This morning, I came across this grim piece from Chris Mellor at The Register, detailing evidence of the violent restructuring in our familiar storage array market.
Call it confirmation bias, but many of us have seen this coming for a while, and have acted accordingly. The numbers have been mediocre for many quarters, but recently the pace seems to be accelerating.
It wasn't all that long ago that storage companies were almost semi-glamorous in the enterprise IT world: EMC, NetApp, HDS, Pure, Nimble, et. al. Great growth all around, and tons of VC flowing into the sector.
What happened? And should we think of this as a temporary aberration, or a permanent structural shift?
The Lure Of Storage
I decided to join a small storage startup in 1994, moving from Silicon Valley to suburban Massachussets. At the time, EMC was a ~$400 million company with something like 1,600 employees.
I became sold on the idea that -- in the world of computing, information mattered. Capturing, persisting and re-using data was going to be a big deal, so storage was going to be really important.
And I thought standalone storage vendors would have a better strategic positioning than server vendors in this regard.
So I packed up my young family, and off we went on our adventure. It turned out to be a good decision, but nothing lasts forever.
The Last Twenty Years
Generally speaking, the last twenty years have been good for dedicated storage vendors.
The need to store and protect corporate data has grown rapidly, and there has been no shortage of new technologies that make things better: performance, capacity or functionality.
We had year after year of rosy industry numbers: healthy growth, good margins and wildly optimistic forecasts for countless zettabytes! of future growth.
The growth in information still holds true, it's the consumption model that's changed.
Once again, nothing lasts forever. The familiar model is gone, and it's not coming back.
I think there are three primary reasons we're seeing a structural shift in the storage sector.
1. Opportunities for differentiation are gone.
Early on, storage was difficult enough technologically that there was plenty of room to invest heavily in unique IP and establish differentiation. In addition to secret sauce, things like integration and availability and customer support really mattered to enterprise IT teams.
And, overall, aggregate demand for capacity, performance and functionality exceeded supply, hence overall growth.
But storage technology has matured. The opportunities for secret sauce are now few and far between, and generally quite niche. And once differentiation slows, commoditization kicks in with a vengeance.
New, disruptive technologies aren't the answer because everyone has access to the exact same tech.
For example, how many flash arrays are in the marketplace today? Hyperconverged systems with integrated storage? Cheap, dense storage boxes that do dedupe? As another example, NVMe flash and fabrics are all the rage today, but it won't be long before it's just another checkbox feature.
Without meaningful differentiation, storage (like compute) becomes a race to the bottom. Unless demand for standalone storage skyrockets, the overall market will shrink. And that demand isn't there.
FWIW, part of Oracle's differentiation in the storage space is unique feature integration with the Oracle Database. The two of them working together do a long list of things that others simply can't. To the extent that differentiation is meaningful to all those Oracle users, it's an advantage.
2. Storage has become part of something else.
There's been a fundamental shift in storage consumption models: storage has become a feature of something else.
□ □ □ □ □
**LIST OF TASKS**
A. Repeat everything in the piece on the storage market from "And I thought" down to "but nothing lasts forever.".
B. Does the piece on the storage market agree with each statement below? Answer yes or no for each, and quote the words that decide it. (i) The writer moved from Silicon Valley to suburban Massachusetts in 1994 to join a small storage startup. (ii) The piece holds that new, disruptive technologies will bring back differentiation among storage vendors. (iii) The piece says that the growth in information has stopped.

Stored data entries
□ □ □ □ □
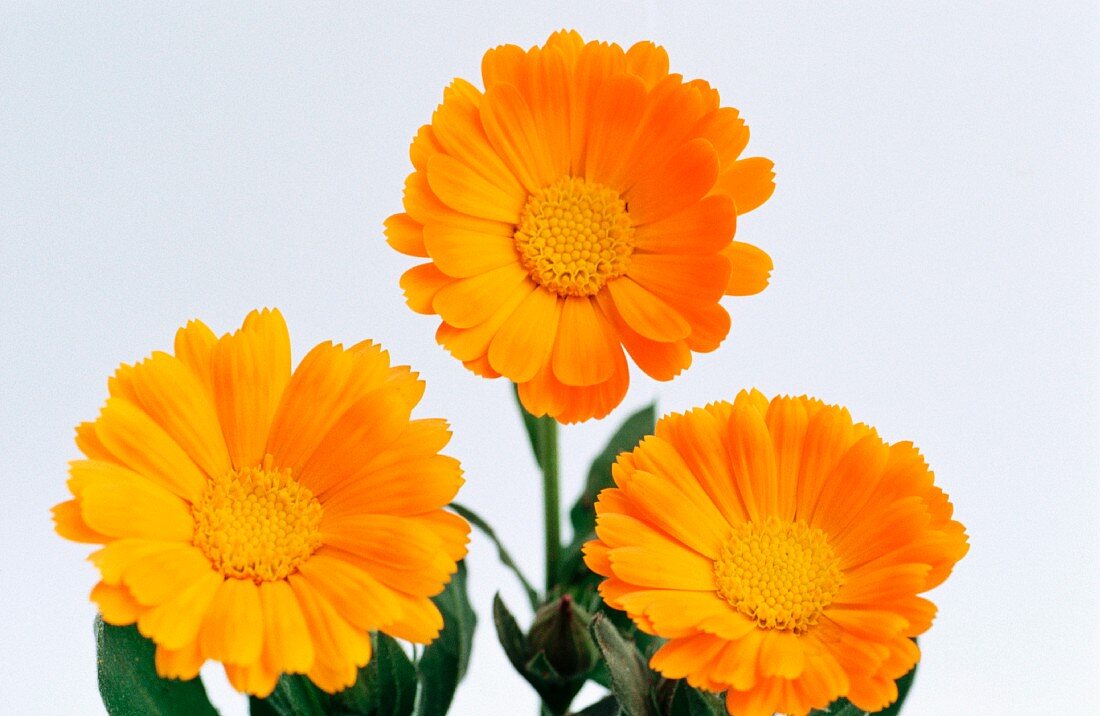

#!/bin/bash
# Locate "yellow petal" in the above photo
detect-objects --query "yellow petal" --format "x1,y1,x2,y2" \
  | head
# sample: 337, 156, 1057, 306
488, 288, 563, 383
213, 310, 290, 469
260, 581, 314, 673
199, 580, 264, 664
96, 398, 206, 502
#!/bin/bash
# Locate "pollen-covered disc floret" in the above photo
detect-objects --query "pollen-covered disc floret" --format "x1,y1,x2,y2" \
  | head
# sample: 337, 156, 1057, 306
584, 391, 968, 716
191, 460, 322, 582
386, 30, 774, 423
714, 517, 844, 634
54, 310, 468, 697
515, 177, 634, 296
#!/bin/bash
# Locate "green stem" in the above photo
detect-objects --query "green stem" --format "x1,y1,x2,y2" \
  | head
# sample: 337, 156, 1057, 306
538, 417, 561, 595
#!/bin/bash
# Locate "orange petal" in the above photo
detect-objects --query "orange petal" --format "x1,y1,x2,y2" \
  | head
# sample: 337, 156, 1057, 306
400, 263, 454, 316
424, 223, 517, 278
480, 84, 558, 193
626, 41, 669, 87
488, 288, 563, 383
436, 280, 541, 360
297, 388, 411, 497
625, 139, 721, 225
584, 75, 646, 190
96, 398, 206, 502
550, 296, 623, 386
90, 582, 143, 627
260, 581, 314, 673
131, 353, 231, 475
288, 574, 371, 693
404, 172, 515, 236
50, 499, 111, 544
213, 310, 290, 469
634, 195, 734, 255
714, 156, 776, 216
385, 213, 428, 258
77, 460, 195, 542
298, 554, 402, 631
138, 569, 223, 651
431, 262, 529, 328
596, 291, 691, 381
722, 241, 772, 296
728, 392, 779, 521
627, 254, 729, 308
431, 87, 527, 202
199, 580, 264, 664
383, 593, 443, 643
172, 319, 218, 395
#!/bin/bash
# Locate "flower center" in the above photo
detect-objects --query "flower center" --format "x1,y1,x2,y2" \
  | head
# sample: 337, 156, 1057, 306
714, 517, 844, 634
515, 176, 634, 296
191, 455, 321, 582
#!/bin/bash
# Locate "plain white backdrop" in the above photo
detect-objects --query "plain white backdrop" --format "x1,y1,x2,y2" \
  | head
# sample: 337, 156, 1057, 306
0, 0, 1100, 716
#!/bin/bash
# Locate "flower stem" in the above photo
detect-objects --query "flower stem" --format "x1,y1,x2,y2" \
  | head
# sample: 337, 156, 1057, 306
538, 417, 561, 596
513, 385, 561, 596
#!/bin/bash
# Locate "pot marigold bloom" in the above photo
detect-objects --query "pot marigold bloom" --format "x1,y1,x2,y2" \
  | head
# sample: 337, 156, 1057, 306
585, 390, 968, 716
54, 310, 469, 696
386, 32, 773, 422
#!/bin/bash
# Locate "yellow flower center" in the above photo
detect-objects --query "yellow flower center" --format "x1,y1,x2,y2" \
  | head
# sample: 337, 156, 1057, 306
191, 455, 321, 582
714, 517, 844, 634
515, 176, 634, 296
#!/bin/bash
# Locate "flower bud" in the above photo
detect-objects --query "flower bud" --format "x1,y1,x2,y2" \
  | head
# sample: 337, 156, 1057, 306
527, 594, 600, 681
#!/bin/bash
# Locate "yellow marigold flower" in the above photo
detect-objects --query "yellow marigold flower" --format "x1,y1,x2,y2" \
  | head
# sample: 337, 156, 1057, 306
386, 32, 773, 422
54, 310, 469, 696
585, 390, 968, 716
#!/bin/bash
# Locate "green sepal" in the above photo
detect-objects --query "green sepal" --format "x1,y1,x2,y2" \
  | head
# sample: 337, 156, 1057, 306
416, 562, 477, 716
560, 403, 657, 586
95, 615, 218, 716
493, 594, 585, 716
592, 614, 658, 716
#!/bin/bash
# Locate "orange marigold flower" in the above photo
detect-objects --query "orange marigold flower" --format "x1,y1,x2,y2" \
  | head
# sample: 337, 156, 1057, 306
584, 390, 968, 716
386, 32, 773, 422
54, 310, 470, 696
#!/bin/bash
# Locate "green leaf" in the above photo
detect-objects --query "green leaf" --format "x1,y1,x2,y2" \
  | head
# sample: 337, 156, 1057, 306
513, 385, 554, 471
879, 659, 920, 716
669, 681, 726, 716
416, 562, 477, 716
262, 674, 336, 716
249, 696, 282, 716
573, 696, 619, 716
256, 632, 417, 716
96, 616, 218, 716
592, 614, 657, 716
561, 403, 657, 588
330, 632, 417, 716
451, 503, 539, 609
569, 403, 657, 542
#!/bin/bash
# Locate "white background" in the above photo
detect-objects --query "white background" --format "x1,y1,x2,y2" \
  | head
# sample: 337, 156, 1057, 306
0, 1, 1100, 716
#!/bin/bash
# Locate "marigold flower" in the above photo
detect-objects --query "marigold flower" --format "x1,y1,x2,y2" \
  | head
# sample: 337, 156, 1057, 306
□ □ □ □ □
**ANSWERS FOR THE TASKS**
A.
And I thought standalone storage vendors would have a better strategic positioning than server vendors in this regard.
So I packed up my young family, and off we went on our adventure. It turned out to be a good decision, but nothing lasts forever.

B.
(i) Yes: "I decided to join a small storage startup in 1994, moving from Silicon Valley to suburban Massachussets."
(ii) No: "New, disruptive technologies aren't the answer because everyone has access to the exact same tech."
(iii) No: "The growth in information still holds true, it's the consumption model that's changed."